- Problem description
What you give back should match the entries below character for character.

*** Extracted information

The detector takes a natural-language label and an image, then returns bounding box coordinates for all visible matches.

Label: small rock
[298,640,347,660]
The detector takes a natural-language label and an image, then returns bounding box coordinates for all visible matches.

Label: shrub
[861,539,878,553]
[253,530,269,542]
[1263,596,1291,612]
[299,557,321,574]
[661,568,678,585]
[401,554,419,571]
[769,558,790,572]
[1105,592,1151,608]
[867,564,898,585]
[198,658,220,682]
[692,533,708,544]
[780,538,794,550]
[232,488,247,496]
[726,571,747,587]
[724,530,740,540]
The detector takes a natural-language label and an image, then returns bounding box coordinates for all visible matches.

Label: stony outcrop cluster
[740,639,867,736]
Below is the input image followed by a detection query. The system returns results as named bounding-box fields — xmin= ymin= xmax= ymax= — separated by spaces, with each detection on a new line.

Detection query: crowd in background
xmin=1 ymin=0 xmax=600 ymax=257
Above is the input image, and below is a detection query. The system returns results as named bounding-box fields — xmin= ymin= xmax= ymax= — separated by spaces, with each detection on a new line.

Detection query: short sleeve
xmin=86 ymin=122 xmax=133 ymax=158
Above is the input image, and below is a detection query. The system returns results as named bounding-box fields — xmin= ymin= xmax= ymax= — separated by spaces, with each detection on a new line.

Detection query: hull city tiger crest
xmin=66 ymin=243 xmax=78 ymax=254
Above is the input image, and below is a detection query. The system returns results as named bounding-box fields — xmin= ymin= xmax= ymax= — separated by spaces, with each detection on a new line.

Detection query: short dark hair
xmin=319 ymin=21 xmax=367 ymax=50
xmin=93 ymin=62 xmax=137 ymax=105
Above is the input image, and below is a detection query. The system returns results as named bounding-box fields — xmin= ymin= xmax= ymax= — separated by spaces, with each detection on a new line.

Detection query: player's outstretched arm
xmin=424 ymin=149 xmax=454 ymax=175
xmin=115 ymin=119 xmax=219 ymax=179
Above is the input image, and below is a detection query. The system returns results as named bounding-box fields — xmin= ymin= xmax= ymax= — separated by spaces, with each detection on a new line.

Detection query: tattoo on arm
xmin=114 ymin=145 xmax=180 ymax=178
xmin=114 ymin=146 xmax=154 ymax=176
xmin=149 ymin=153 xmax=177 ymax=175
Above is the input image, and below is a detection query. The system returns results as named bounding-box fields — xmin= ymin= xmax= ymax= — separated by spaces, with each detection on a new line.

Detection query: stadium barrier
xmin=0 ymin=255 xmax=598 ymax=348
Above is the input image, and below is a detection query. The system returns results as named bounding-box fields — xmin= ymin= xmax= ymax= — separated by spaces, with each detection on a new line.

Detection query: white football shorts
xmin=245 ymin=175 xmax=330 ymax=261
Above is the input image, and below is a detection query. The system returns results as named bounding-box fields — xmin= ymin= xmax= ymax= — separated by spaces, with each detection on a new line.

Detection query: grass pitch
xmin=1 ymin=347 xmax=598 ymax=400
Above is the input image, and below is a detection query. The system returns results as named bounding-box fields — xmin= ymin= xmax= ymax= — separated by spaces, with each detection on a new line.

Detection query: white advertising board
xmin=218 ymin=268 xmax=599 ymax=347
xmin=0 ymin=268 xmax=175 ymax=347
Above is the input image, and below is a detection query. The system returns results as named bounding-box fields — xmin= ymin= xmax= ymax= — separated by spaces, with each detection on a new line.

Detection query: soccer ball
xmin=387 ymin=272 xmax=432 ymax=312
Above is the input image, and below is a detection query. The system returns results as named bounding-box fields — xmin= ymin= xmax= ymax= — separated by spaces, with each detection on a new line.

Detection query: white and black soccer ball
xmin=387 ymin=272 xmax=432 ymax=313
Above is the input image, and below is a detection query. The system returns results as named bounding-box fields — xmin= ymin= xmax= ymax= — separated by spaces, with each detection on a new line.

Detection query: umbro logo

******

- Task answer
The detector takes a natural-language label and an image, then returns bounding box coordinates for all visible matches.

Label: small rock
[298,640,347,660]
The detector takes a natural-language label and an image, then returns bounding box coordinates for all visible matches.

Label: shrub
[861,539,878,553]
[253,530,269,542]
[1263,596,1291,612]
[299,557,321,574]
[661,568,678,585]
[401,554,419,571]
[769,558,790,572]
[1105,592,1151,608]
[867,564,898,585]
[198,658,220,682]
[692,533,708,544]
[780,538,794,550]
[232,488,247,496]
[726,571,747,587]
[724,530,740,540]
The detector takes a natural-language label and an image, then returns bounding box coordinates for all visible matches.

Label: stony outcrop cluster
[740,639,867,736]
Below is the input image followed by a detection query. The system returns results as named bounding-box fields — xmin= ymin= xmax= ymax= — separated by spaces, with each detection on a new line.

Detection query: crowd in background
xmin=1 ymin=0 xmax=600 ymax=257
Above is the input image, and below is a detection query. The system returns results as named bounding-box fields — xmin= ymin= xmax= ymax= — separated by spaces, with each detection on a new line.

Detection query: short sleeve
xmin=86 ymin=122 xmax=133 ymax=158
Above is the input image, and below is a detection query. The system returns results as named bounding-box fields — xmin= ymin= xmax= ymax= — separated by spaces, with each detection on a new line.

Detection query: hull city tiger crest
xmin=66 ymin=243 xmax=78 ymax=254
Above is the input image, and below is a detection query. The system returns results as named bounding-box fields — xmin= ymin= xmax= ymax= — separated by spaces, with each detection on a new line.

Detection query: short dark hair
xmin=319 ymin=21 xmax=367 ymax=50
xmin=93 ymin=62 xmax=137 ymax=105
Above is the input image, and below is a detection query. The system returns results as named bounding-box fields — xmin= ymin= xmax= ymax= — separated by spaces, with each detection on a new line.

Detection query: player's outstretched arm
xmin=424 ymin=149 xmax=454 ymax=175
xmin=115 ymin=119 xmax=219 ymax=179
Above is the input image, and below is a detection query. The system returns results as named bounding-box fields — xmin= ymin= xmax= ymax= — separated by spaces, with each detection on a new line.

Detection query: tattoo on arm
xmin=114 ymin=145 xmax=180 ymax=178
xmin=114 ymin=146 xmax=154 ymax=176
xmin=149 ymin=153 xmax=177 ymax=175
Above is the input image, and below is a detection query. The system returns results as named bounding-box fields — xmin= ymin= xmax= ymax= — separated by spaces, with each detection on a new line.

Detection query: stadium barrier
xmin=0 ymin=255 xmax=598 ymax=348
Above is the input image, and below is a detection query. The system returns results as named bounding-box fields — xmin= ymin= xmax= ymax= — separated by spaces, with each detection on a new line.

Detection query: white football shorts
xmin=245 ymin=175 xmax=330 ymax=261
Above is the input image, and below is a detection query. The system returns results as named bounding-box fields — xmin= ymin= xmax= ymax= — separated by spaces, with each detection on a new line.

Detection query: grass pitch
xmin=1 ymin=347 xmax=598 ymax=400
Above is the input image, and below is a detection query. The system returns results as named bounding-box fields — xmin= ymin= xmax= ymax= — separated by spaces, with each detection on a new line.

Detection query: white advertising board
xmin=218 ymin=268 xmax=599 ymax=347
xmin=0 ymin=268 xmax=175 ymax=347
Above is the input image, and below is a detection query. The system returns results as named bounding-box fields — xmin= ymin= xmax= ymax= — separated by spaces, with each detection on a new line.

Detection query: soccer ball
xmin=387 ymin=272 xmax=432 ymax=312
Above is the input image, and below is a detection query. The system returns results as named bounding-box fields — xmin= ymin= xmax= ymax= — separated by spaces, with each detection on a new line.

Detection query: white and black soccer ball
xmin=387 ymin=272 xmax=432 ymax=313
Above is the input image, and below is a detection query. The system returns results as named bounding-box fields — xmin= ymin= xmax= ymax= — separated by spaces, with each detection on a new line.

Detection query: umbro logo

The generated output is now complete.